=== Written task ===
Collect every line of the material below that contains the string "canopy", matching its capitalization exactly.

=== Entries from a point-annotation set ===
::::

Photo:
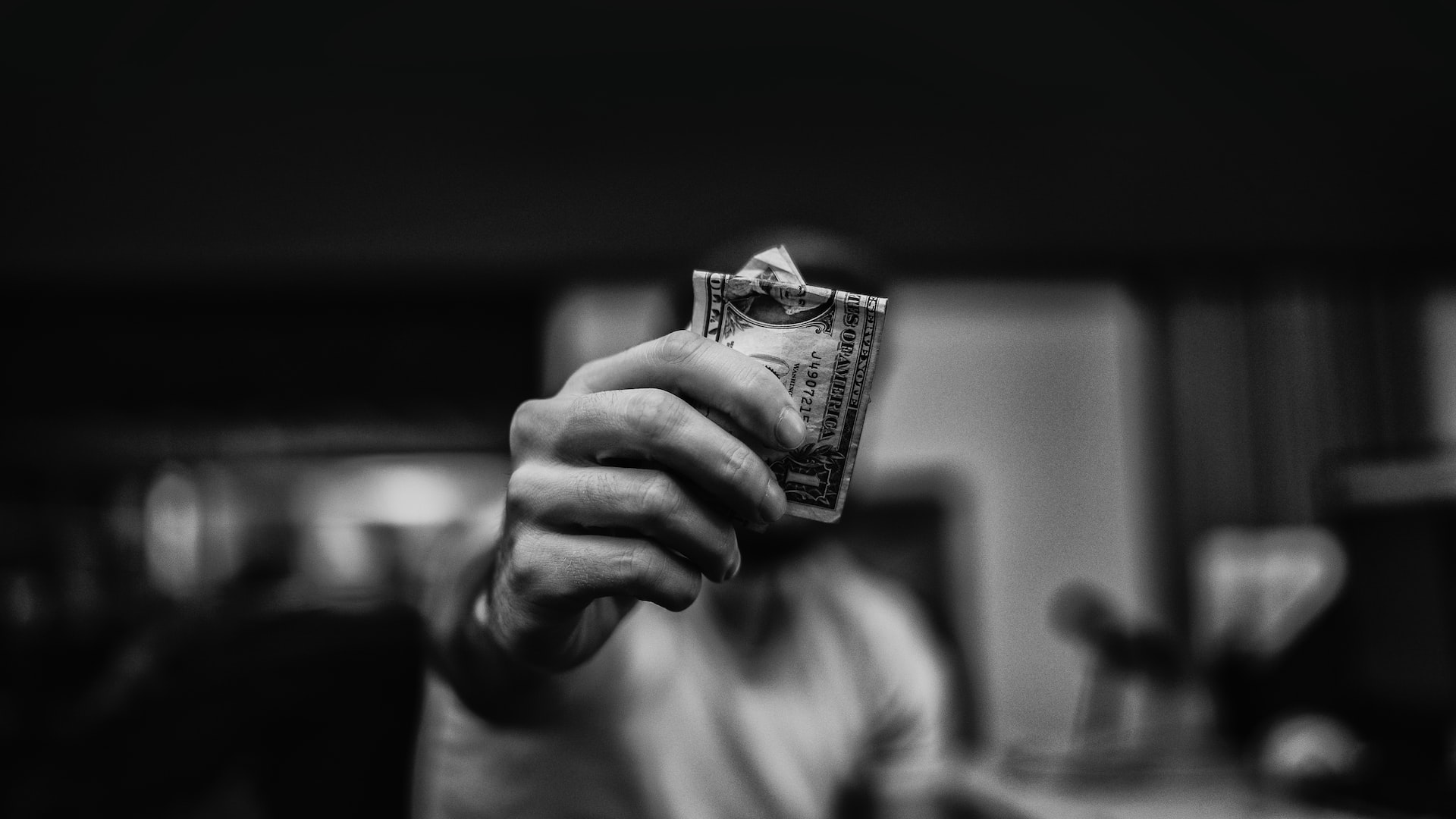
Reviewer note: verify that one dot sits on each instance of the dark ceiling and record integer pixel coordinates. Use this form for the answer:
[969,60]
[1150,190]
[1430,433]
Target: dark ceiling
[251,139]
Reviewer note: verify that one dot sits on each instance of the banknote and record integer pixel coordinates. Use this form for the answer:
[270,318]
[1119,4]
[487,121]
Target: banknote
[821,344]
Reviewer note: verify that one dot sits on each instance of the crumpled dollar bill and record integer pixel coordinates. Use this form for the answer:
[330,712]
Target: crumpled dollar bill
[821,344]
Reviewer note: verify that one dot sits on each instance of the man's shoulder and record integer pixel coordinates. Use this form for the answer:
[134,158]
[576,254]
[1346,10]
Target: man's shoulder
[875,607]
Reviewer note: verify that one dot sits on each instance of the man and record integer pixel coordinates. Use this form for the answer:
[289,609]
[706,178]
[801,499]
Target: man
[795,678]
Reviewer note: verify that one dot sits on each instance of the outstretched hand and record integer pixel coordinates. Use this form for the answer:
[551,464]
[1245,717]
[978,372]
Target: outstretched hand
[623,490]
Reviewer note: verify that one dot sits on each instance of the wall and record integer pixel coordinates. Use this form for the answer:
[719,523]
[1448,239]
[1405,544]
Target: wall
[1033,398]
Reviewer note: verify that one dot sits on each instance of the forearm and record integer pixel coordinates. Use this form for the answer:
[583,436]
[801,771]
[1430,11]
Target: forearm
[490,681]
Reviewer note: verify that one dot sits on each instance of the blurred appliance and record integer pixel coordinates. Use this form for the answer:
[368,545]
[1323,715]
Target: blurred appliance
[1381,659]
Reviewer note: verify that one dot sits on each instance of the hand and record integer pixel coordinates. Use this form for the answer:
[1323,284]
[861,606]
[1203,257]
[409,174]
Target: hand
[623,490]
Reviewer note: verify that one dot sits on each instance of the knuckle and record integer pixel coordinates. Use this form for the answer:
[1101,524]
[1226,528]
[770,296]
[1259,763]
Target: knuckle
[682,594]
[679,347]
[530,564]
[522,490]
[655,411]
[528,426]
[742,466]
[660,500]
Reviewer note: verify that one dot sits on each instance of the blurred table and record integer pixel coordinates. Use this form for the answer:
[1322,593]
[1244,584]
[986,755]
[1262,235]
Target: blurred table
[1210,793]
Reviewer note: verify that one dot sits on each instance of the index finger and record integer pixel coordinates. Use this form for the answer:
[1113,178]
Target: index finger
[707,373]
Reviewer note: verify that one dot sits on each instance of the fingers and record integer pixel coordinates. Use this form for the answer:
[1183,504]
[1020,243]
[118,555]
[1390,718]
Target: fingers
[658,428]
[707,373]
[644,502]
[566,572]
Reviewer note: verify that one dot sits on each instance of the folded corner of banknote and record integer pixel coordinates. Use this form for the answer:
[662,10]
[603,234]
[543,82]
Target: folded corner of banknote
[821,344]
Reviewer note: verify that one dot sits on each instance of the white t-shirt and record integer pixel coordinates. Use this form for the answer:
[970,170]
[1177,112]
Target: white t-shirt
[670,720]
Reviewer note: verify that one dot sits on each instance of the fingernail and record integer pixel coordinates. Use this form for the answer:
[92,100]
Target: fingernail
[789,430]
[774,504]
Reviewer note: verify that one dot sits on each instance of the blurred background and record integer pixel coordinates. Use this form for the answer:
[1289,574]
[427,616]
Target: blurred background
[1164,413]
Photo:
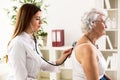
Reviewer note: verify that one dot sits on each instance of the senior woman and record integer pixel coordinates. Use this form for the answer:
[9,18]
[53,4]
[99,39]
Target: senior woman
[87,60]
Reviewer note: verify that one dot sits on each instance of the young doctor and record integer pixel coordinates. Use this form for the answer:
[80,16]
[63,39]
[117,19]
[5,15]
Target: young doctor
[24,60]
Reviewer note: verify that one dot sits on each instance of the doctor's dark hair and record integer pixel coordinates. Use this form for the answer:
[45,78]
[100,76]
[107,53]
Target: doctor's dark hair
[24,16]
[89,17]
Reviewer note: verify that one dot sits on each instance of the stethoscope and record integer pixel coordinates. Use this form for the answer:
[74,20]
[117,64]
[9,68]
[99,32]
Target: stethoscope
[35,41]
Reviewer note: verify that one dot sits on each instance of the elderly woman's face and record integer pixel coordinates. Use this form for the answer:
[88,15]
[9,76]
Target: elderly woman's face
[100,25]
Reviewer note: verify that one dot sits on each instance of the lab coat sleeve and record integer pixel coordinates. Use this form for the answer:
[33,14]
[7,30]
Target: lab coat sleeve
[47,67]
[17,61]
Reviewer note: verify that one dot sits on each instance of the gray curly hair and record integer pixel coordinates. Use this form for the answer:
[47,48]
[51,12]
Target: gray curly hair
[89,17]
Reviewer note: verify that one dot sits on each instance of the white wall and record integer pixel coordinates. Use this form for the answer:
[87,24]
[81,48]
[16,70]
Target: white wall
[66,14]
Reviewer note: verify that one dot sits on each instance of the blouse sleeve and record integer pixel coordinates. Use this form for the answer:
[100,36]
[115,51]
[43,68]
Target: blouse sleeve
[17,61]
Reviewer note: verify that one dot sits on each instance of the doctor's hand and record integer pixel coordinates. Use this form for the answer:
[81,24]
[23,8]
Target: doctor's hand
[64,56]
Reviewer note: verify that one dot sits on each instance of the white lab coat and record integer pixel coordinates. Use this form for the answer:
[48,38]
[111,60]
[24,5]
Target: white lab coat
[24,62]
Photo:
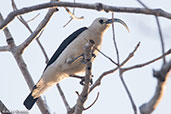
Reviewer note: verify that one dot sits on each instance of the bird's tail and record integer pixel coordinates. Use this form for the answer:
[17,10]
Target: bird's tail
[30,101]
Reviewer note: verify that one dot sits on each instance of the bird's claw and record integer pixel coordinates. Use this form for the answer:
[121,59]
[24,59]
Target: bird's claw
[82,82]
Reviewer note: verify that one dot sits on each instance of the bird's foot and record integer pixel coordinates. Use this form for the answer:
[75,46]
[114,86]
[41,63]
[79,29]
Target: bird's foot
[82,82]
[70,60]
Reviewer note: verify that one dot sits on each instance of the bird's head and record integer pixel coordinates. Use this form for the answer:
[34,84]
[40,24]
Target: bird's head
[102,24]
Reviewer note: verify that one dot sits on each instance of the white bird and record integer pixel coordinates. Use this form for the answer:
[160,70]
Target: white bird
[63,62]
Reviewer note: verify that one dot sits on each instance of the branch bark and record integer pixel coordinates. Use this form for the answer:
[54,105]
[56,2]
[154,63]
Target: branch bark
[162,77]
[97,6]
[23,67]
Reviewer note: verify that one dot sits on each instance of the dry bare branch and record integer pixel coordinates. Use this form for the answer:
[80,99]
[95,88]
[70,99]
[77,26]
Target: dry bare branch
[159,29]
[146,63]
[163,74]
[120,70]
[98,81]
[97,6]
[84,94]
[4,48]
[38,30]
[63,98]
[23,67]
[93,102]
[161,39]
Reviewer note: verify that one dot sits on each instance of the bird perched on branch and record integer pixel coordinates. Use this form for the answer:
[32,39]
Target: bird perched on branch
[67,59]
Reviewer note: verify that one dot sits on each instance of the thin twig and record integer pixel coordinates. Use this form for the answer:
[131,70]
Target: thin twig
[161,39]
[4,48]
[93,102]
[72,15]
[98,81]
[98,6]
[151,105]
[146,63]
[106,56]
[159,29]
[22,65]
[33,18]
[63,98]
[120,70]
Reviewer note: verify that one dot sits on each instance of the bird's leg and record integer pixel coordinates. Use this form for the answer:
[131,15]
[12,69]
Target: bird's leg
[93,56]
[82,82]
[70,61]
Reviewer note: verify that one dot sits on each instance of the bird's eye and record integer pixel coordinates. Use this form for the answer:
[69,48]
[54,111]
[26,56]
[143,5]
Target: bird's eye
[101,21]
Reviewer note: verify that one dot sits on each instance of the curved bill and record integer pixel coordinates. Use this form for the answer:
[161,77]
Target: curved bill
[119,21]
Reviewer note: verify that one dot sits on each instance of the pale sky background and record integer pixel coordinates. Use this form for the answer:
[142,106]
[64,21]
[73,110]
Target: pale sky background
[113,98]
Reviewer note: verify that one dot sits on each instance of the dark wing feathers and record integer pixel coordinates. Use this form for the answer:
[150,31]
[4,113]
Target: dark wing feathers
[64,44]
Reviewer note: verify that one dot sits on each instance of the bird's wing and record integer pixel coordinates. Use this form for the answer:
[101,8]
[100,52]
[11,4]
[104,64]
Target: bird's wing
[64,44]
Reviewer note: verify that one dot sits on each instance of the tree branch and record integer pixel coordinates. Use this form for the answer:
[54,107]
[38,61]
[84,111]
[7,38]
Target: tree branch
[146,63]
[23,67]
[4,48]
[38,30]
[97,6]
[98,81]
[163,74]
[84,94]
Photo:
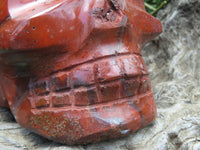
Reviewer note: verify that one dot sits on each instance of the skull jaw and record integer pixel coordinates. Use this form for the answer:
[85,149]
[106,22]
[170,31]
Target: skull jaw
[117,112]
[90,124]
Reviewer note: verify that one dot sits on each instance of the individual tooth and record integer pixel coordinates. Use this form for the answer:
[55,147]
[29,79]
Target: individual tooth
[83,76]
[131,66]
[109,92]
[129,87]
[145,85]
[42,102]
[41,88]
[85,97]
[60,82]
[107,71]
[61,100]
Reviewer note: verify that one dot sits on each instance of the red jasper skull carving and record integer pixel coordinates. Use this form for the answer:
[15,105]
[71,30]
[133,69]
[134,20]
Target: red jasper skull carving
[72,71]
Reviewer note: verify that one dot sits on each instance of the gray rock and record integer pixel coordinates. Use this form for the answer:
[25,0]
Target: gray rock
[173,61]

::::

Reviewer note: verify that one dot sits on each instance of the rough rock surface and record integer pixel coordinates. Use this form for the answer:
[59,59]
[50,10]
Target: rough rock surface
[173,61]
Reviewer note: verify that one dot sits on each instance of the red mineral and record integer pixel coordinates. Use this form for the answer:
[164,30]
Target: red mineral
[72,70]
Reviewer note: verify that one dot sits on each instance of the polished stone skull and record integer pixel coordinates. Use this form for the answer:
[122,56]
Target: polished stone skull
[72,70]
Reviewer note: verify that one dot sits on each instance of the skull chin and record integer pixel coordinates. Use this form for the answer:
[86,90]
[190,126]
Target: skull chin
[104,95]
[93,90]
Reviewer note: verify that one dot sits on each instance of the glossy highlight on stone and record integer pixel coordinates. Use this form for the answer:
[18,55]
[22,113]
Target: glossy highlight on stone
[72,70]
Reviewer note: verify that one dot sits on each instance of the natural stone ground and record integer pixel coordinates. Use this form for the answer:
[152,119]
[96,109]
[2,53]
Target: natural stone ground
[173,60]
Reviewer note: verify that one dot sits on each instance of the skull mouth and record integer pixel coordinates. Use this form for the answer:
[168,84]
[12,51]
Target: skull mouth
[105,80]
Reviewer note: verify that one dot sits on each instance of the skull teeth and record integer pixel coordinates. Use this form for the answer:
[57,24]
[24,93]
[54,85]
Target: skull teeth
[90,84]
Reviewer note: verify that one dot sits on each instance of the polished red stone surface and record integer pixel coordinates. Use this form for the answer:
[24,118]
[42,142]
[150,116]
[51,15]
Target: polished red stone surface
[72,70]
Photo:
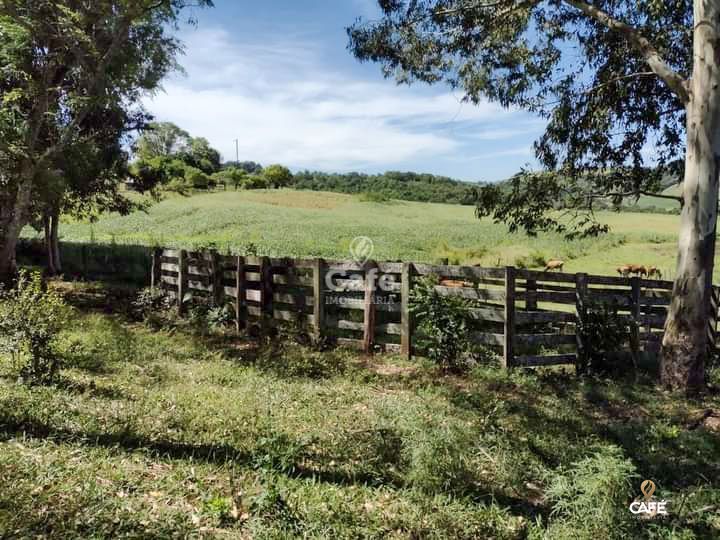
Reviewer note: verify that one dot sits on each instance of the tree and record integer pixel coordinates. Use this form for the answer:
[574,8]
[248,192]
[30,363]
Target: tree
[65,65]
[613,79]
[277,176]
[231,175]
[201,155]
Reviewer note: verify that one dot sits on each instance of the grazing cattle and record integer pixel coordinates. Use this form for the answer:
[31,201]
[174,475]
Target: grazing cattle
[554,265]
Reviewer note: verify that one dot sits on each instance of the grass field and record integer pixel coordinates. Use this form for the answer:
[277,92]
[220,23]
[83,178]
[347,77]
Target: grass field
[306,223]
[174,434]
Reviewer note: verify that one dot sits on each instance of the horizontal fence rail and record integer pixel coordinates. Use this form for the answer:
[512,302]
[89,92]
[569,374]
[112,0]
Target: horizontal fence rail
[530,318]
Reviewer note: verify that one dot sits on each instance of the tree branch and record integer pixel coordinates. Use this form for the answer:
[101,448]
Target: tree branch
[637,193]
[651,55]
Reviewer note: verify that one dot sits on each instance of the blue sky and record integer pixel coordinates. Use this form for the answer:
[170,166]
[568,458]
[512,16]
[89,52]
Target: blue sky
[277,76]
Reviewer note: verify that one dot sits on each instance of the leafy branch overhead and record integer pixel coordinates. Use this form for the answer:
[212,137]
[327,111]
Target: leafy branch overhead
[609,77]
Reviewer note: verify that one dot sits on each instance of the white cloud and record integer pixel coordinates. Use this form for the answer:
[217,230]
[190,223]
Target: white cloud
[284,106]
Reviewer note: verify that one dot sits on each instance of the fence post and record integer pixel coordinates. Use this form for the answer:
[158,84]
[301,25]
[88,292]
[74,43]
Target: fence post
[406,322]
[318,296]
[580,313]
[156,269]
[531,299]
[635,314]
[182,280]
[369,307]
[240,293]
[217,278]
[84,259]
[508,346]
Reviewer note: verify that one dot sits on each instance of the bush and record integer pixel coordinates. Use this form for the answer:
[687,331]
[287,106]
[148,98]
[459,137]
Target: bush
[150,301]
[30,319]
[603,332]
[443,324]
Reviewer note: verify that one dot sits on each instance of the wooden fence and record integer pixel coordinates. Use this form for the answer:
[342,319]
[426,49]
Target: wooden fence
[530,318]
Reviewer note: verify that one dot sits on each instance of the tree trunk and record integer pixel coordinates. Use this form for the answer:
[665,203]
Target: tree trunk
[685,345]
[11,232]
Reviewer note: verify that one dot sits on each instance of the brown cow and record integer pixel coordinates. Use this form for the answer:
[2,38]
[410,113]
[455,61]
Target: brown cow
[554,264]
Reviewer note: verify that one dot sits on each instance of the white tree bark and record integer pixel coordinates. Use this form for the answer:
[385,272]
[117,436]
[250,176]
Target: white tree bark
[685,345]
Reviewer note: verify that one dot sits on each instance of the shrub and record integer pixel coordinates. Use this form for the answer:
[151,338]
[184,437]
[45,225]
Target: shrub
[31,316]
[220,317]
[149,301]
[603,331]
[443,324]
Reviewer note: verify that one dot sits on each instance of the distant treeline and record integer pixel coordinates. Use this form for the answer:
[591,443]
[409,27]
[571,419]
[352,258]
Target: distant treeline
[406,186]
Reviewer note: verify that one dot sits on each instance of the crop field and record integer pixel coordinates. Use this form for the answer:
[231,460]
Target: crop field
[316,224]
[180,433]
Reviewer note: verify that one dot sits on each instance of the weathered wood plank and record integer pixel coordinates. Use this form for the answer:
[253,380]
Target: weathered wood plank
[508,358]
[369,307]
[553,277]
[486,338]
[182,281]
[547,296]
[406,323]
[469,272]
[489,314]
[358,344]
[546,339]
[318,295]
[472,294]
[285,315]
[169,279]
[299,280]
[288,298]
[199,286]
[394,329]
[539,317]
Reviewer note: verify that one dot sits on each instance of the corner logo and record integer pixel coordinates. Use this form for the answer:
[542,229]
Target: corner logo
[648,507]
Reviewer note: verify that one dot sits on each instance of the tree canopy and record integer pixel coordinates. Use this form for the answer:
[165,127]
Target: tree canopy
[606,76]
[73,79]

::::

=== Written reply ===
Reviewer note: verify that one dot sits on each instance of the tree canopy and record integer pixel coordinates. Use this form for the answer:
Target: tree canopy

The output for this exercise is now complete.